▶ _DATA PROVIDED_
BEGIN

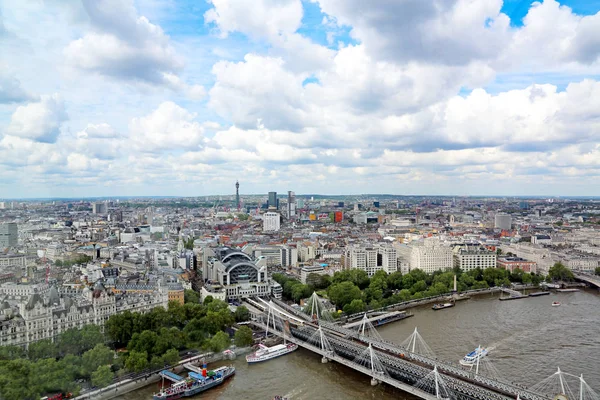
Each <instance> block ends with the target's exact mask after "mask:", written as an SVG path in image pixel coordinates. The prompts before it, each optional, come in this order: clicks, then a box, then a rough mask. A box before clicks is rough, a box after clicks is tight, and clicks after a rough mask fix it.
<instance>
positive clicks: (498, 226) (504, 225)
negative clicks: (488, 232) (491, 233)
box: [494, 213, 512, 231]
mask: <svg viewBox="0 0 600 400" xmlns="http://www.w3.org/2000/svg"><path fill="white" fill-rule="evenodd" d="M511 225H512V218H511V216H510V215H509V214H505V213H498V214H496V217H495V219H494V227H495V228H496V229H502V230H503V231H510V229H511Z"/></svg>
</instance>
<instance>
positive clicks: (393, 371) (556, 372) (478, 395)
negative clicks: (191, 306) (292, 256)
mask: <svg viewBox="0 0 600 400" xmlns="http://www.w3.org/2000/svg"><path fill="white" fill-rule="evenodd" d="M248 302H249V303H250V304H251V305H252V306H253V307H254V308H255V309H261V310H263V313H262V314H260V315H255V316H254V317H253V320H252V321H251V323H252V324H253V325H254V326H256V327H257V328H259V329H261V330H264V331H265V332H266V334H267V335H269V334H271V335H275V336H278V337H281V338H284V339H285V340H287V341H289V342H293V343H296V344H297V345H298V346H300V347H303V348H305V349H307V350H309V351H311V352H313V353H316V354H319V355H320V356H321V357H322V361H323V362H330V361H334V362H337V363H340V364H342V365H345V366H347V367H349V368H352V369H354V370H356V371H359V372H361V373H363V374H365V375H367V376H369V377H370V378H371V383H372V384H374V385H375V384H378V383H382V382H383V383H387V384H389V385H391V386H393V387H396V388H398V389H400V390H403V391H405V392H408V393H411V394H412V395H415V396H417V397H420V398H422V399H426V400H432V399H455V400H507V399H520V400H550V399H554V398H555V397H556V395H558V394H563V395H565V396H566V397H567V398H569V399H578V400H600V397H599V396H598V395H597V394H596V393H595V392H594V391H593V389H592V388H591V387H590V386H589V385H588V384H587V383H586V382H585V381H584V380H583V377H582V376H581V377H575V376H573V375H570V374H567V373H564V372H562V371H560V370H558V372H556V373H555V374H553V375H551V376H550V377H549V378H547V379H545V380H544V381H542V382H540V383H539V384H537V385H535V386H533V387H530V388H526V387H524V386H521V385H518V384H515V383H512V382H508V381H505V380H502V379H500V378H498V377H490V376H486V375H485V374H483V373H480V371H479V362H478V363H477V367H476V368H475V371H473V370H471V371H469V370H465V369H464V368H462V367H460V366H458V365H455V364H451V363H449V362H445V361H441V360H438V359H437V358H435V357H433V356H432V355H431V353H430V352H429V351H428V348H427V346H426V344H425V343H424V341H423V340H422V338H421V337H420V335H419V334H418V332H417V331H416V329H415V333H414V334H413V335H411V337H410V338H409V339H407V342H406V343H403V345H398V344H395V343H392V342H389V341H386V340H384V339H382V338H381V337H380V336H379V335H378V334H377V331H376V329H375V328H374V327H373V326H372V325H370V323H369V322H368V319H367V318H366V317H365V318H364V321H365V322H364V324H363V325H361V326H359V327H358V329H348V328H344V327H342V326H340V325H338V324H335V323H333V322H331V321H328V320H327V319H328V318H327V314H326V312H325V311H324V310H323V309H322V306H321V305H319V303H320V302H319V299H318V297H317V296H316V295H313V296H312V297H311V300H310V301H309V302H308V306H307V307H306V308H305V310H304V311H301V310H297V309H295V308H293V307H290V306H289V305H287V304H285V303H284V302H281V301H278V300H276V299H272V300H270V301H266V300H264V299H261V298H254V299H249V300H248ZM574 380H576V381H577V384H576V385H577V386H578V389H579V390H578V393H577V394H574V393H573V392H572V391H571V390H570V386H569V384H568V382H571V386H572V385H573V381H574Z"/></svg>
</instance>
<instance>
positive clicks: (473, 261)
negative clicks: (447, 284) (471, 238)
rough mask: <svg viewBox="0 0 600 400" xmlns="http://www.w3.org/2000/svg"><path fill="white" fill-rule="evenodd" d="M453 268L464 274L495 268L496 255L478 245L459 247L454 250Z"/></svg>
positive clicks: (495, 266) (495, 261)
mask: <svg viewBox="0 0 600 400" xmlns="http://www.w3.org/2000/svg"><path fill="white" fill-rule="evenodd" d="M454 266H455V267H458V268H460V269H461V270H463V271H464V272H468V271H472V270H474V269H477V268H480V269H486V268H495V267H496V253H495V252H493V251H490V250H488V249H486V248H485V247H483V246H480V245H461V246H456V247H455V248H454Z"/></svg>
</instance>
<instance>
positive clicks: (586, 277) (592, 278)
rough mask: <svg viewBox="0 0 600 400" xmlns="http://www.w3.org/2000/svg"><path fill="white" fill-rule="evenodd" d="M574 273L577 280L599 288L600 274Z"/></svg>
mask: <svg viewBox="0 0 600 400" xmlns="http://www.w3.org/2000/svg"><path fill="white" fill-rule="evenodd" d="M574 275H575V278H577V279H578V280H580V281H583V282H586V283H589V284H590V285H594V286H596V287H597V288H600V276H598V275H591V274H584V273H574Z"/></svg>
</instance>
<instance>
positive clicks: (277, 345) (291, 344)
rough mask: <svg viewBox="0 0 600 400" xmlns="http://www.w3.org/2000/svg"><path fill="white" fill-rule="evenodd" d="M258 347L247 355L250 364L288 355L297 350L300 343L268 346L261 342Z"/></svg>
mask: <svg viewBox="0 0 600 400" xmlns="http://www.w3.org/2000/svg"><path fill="white" fill-rule="evenodd" d="M258 347H259V349H258V350H256V351H255V352H254V353H252V354H248V355H247V356H246V361H247V362H248V364H252V363H257V362H262V361H267V360H271V359H273V358H276V357H280V356H283V355H286V354H288V353H291V352H292V351H294V350H296V349H297V348H298V345H297V344H295V343H287V344H278V345H275V346H271V347H267V346H265V345H263V344H259V345H258Z"/></svg>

END

▶ _JOB ITEM_
The records must come back exactly, with their pictures removed.

▶ _TASK OUTPUT_
Each <instance> block ends with the target's exact mask after "mask:", written as an SVG path in image pixel coordinates. The prompts before it, each optional, come in this order: clicks, then a box, then a rough mask. A box before clicks is rough, a box after clicks is tight, and clicks after a rough mask fix it.
<instance>
positive clicks: (498, 226) (504, 225)
negative clicks: (488, 232) (491, 233)
box: [494, 213, 512, 231]
mask: <svg viewBox="0 0 600 400" xmlns="http://www.w3.org/2000/svg"><path fill="white" fill-rule="evenodd" d="M511 225H512V218H511V216H510V215H509V214H505V213H498V214H496V217H495V219H494V227H495V228H496V229H502V230H503V231H510V229H511Z"/></svg>
</instance>
<instance>
positive clicks: (393, 371) (556, 372) (478, 395)
negative clicks: (191, 306) (292, 256)
mask: <svg viewBox="0 0 600 400" xmlns="http://www.w3.org/2000/svg"><path fill="white" fill-rule="evenodd" d="M248 302H249V303H250V304H251V305H252V306H253V307H254V308H255V309H261V310H263V313H262V314H260V315H255V316H254V317H253V320H252V321H251V323H252V324H253V325H254V326H256V327H257V328H259V329H261V330H264V331H265V332H266V334H267V335H269V334H271V335H275V336H278V337H281V338H284V339H285V340H287V341H289V342H293V343H296V344H297V345H298V346H300V347H303V348H305V349H307V350H309V351H311V352H313V353H316V354H319V355H320V356H321V357H322V361H323V362H330V361H334V362H337V363H340V364H342V365H345V366H347V367H349V368H352V369H354V370H356V371H359V372H361V373H363V374H365V375H367V376H369V377H370V378H371V383H372V384H374V385H375V384H378V383H382V382H383V383H387V384H389V385H391V386H393V387H396V388H398V389H400V390H403V391H405V392H408V393H411V394H412V395H415V396H417V397H420V398H422V399H426V400H432V399H455V400H507V399H520V400H550V399H554V398H555V397H556V395H558V394H563V395H565V396H566V397H567V398H569V399H578V400H600V397H599V396H598V395H597V394H596V393H595V392H594V391H593V389H592V388H591V387H590V386H589V385H588V384H587V383H586V382H585V381H584V380H583V377H582V376H581V377H575V376H573V375H570V374H567V373H564V372H562V371H560V370H558V372H556V373H555V374H553V375H551V376H550V377H549V378H547V379H545V380H544V381H542V382H540V383H539V384H537V385H535V386H533V387H530V388H526V387H524V386H521V385H518V384H515V383H512V382H508V381H505V380H502V379H500V378H498V377H490V376H486V375H485V374H483V373H480V371H479V362H478V363H477V367H476V368H475V371H473V370H471V371H469V370H465V369H464V368H462V367H460V366H458V365H455V364H451V363H449V362H445V361H441V360H438V359H437V358H435V357H433V356H432V355H431V353H430V352H429V351H428V348H427V346H426V344H425V343H424V341H423V340H422V338H421V337H420V335H419V334H418V332H417V331H416V329H415V333H414V334H413V335H411V337H410V338H409V339H407V342H406V343H403V345H398V344H395V343H392V342H389V341H386V340H384V339H382V338H381V337H380V336H379V335H378V334H377V331H376V329H375V328H374V327H373V326H372V325H370V323H369V322H368V319H367V318H366V317H365V318H364V321H365V322H364V324H363V325H361V326H359V327H358V329H348V328H344V327H342V326H340V325H338V324H335V323H333V322H331V321H328V320H327V319H328V318H327V314H326V312H325V311H324V310H323V309H322V306H321V305H319V303H320V302H319V299H318V297H317V296H316V295H313V296H312V297H311V300H310V301H309V302H308V306H307V307H306V308H305V310H304V311H301V310H297V309H295V308H293V307H290V306H289V305H287V304H285V303H284V302H281V301H278V300H276V299H272V300H270V301H266V300H264V299H261V298H254V299H249V300H248ZM574 380H576V381H577V384H576V385H577V386H578V389H579V390H578V393H577V394H574V393H573V392H572V391H571V390H570V386H569V384H568V382H571V386H572V385H573V381H574Z"/></svg>
</instance>
<instance>
positive clicks: (473, 261)
negative clicks: (447, 284) (471, 238)
rough mask: <svg viewBox="0 0 600 400" xmlns="http://www.w3.org/2000/svg"><path fill="white" fill-rule="evenodd" d="M453 268L464 274L495 268L496 255L478 245L459 247L454 250Z"/></svg>
positive clicks: (495, 266) (495, 261)
mask: <svg viewBox="0 0 600 400" xmlns="http://www.w3.org/2000/svg"><path fill="white" fill-rule="evenodd" d="M454 266H455V267H458V268H460V269H461V270H463V271H464V272H468V271H472V270H474V269H477V268H480V269H486V268H495V267H496V253H495V252H493V251H490V250H488V249H486V248H485V247H483V246H480V245H461V246H456V247H455V248H454Z"/></svg>
</instance>
<instance>
positive clicks: (586, 277) (592, 278)
rough mask: <svg viewBox="0 0 600 400" xmlns="http://www.w3.org/2000/svg"><path fill="white" fill-rule="evenodd" d="M574 273L577 280L599 288L600 274Z"/></svg>
mask: <svg viewBox="0 0 600 400" xmlns="http://www.w3.org/2000/svg"><path fill="white" fill-rule="evenodd" d="M574 275H575V278H577V279H578V280H580V281H583V282H586V283H589V284H590V285H594V286H596V287H597V288H600V276H598V275H591V274H584V273H574Z"/></svg>
</instance>
<instance>
positive clicks: (277, 345) (291, 344)
rough mask: <svg viewBox="0 0 600 400" xmlns="http://www.w3.org/2000/svg"><path fill="white" fill-rule="evenodd" d="M258 347L247 355L250 364L288 355L297 350L300 343L268 346L261 342Z"/></svg>
mask: <svg viewBox="0 0 600 400" xmlns="http://www.w3.org/2000/svg"><path fill="white" fill-rule="evenodd" d="M258 347H259V349H258V350H256V351H255V352H254V353H252V354H248V355H247V356H246V361H247V362H248V364H252V363H257V362H262V361H267V360H271V359H273V358H276V357H280V356H283V355H286V354H288V353H291V352H292V351H294V350H296V349H297V348H298V345H297V344H295V343H287V344H278V345H275V346H271V347H267V346H265V345H263V344H259V345H258Z"/></svg>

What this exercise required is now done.